Explore the material:
A - Answer these questions from the article on subnational revenue, one line each:
(i) By what percentage did states' combined IGR rise in 2024, and what total did it reach?
(ii) How many states posted less than 50 per cent revenue growth?
(iii) What phrase has the Nigeria Labour Congress used to describe the growth?
B - Write out the article on subnational revenue from the words "Labour Unions and Opposition Criticise" up to and including the words "utilise their revenues.", keeping every character unchanged.

Mixed Reactions to Subnational Revenue Surge
The recent surge in subnational revenue has sparked a wide range of reactions across Nigeria, with stakeholders including labour union leaders, opposition parties, and civil society groups expressing both praise and concern. While the growth in Internally Generated Revenue (IGR) is seen as a positive development, many critics have raised questions about how these funds are being managed and whether they are translating into tangible benefits for citizens.
IGR Growth and Structural Weaknesses
According to data released by the National Bureau of Statistics, states’ combined IGR increased by 50 per cent to N3.63tn in 2024. This significant jump highlights the potential for greater fiscal autonomy at the state level. However, the data also reveals that many states remain heavily reliant on monthly disbursements from the Federation Accounts Allocation Committee (FAAC), underscoring the structural weaknesses in their economies.
Twelve states recorded over 50 per cent revenue growth, while 24 states posted less than 50 per cent, indicating a stark disparity in economic performance across the country. This uneven distribution has raised concerns about the long-term sustainability of state economies and their ability to generate sufficient revenue independently.
Labour Unions and Opposition Criticise Revenue Management
Labour unions and opposition parties have been vocal in their criticism of how some state governments are managing their newfound wealth. They argue that despite record revenues, there is little evidence of improved public services, infrastructure, or workers’ welfare.
The Nigeria Labour Congress (NLC) in several states has described the growth as “paper gains,” highlighting the lack of real-world impact on workers’ salaries, pensions, and healthcare. Union leaders have called for greater transparency and accountability in how states utilise their revenues.

Given records:

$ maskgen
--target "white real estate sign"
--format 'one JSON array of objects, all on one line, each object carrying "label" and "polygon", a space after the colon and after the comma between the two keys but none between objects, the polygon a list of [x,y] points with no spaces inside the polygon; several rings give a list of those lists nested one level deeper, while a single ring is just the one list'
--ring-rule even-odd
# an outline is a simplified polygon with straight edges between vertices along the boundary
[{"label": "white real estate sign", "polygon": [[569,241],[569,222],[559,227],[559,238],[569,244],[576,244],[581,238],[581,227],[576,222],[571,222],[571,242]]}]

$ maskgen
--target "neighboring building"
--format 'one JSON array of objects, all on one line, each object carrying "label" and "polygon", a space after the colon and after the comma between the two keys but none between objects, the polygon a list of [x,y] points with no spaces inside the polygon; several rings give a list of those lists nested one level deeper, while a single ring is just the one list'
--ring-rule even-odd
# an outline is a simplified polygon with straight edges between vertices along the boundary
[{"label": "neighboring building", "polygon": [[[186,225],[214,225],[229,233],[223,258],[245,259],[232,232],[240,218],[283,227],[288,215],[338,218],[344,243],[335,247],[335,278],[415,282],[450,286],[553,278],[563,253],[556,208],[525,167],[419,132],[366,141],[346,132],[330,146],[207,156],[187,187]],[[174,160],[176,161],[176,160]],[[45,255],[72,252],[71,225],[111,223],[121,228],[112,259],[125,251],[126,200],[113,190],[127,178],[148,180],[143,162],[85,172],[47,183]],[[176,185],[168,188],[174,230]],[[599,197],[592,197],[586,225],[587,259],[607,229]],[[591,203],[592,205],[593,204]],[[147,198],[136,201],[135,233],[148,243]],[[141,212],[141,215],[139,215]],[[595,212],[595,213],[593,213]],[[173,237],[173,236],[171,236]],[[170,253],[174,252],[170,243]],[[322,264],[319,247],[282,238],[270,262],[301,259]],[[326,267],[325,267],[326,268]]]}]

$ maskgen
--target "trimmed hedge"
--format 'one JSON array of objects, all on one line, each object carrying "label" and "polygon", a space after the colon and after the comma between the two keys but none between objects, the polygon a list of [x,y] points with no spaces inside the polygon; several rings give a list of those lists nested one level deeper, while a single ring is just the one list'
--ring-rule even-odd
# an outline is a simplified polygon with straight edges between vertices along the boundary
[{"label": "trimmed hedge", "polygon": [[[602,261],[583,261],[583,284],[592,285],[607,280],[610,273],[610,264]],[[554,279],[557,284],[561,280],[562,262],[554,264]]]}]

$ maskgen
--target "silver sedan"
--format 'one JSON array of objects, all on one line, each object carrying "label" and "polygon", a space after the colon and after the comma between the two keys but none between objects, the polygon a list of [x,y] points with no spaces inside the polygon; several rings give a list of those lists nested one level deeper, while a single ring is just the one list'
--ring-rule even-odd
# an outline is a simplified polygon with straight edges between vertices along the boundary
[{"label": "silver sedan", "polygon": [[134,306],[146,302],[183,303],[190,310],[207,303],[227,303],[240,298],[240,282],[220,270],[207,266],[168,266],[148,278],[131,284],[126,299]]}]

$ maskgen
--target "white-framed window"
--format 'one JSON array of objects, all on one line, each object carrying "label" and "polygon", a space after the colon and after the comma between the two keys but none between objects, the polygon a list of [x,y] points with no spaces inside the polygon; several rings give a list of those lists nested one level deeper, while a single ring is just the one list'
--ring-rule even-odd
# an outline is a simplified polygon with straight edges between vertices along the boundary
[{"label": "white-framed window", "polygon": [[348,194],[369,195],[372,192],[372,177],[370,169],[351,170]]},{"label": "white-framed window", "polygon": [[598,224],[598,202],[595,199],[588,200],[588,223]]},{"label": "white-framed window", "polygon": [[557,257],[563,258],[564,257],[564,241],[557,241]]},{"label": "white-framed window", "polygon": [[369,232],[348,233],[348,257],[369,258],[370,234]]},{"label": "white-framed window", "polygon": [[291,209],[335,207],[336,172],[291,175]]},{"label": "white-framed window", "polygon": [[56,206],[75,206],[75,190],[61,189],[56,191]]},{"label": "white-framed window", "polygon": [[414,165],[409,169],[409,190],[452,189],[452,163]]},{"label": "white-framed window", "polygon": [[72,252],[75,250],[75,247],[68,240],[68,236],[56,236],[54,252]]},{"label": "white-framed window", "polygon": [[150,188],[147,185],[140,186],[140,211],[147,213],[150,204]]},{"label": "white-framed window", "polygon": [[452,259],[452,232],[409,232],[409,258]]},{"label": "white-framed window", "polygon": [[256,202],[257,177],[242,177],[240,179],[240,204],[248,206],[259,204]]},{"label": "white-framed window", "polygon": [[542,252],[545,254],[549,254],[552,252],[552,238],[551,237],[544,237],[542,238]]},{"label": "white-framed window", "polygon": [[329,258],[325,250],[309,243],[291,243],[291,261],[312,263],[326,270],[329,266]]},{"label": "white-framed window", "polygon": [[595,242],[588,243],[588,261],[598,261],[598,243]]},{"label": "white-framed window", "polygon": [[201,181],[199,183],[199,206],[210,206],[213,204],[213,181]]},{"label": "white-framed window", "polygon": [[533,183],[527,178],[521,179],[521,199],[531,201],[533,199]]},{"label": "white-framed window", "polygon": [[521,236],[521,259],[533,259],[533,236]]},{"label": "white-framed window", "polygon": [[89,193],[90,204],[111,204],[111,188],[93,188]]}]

Activity answers:
A -
(i) 50 per cent, to N3.63tn
(ii) 24 states
(iii) "paper gains"

B -
Labour Unions and Opposition Criticise Revenue Management
Labour unions and opposition parties have been vocal in their criticism of how some state governments are managing their newfound wealth. They argue that despite record revenues, there is little evidence of improved public services, infrastructure, or workers’ welfare.
The Nigeria Labour Congress (NLC) in several states has described the growth as “paper gains,” highlighting the lack of real-world impact on workers’ salaries, pensions, and healthcare. Union leaders have called for greater transparency and accountability in how states utilise their revenues.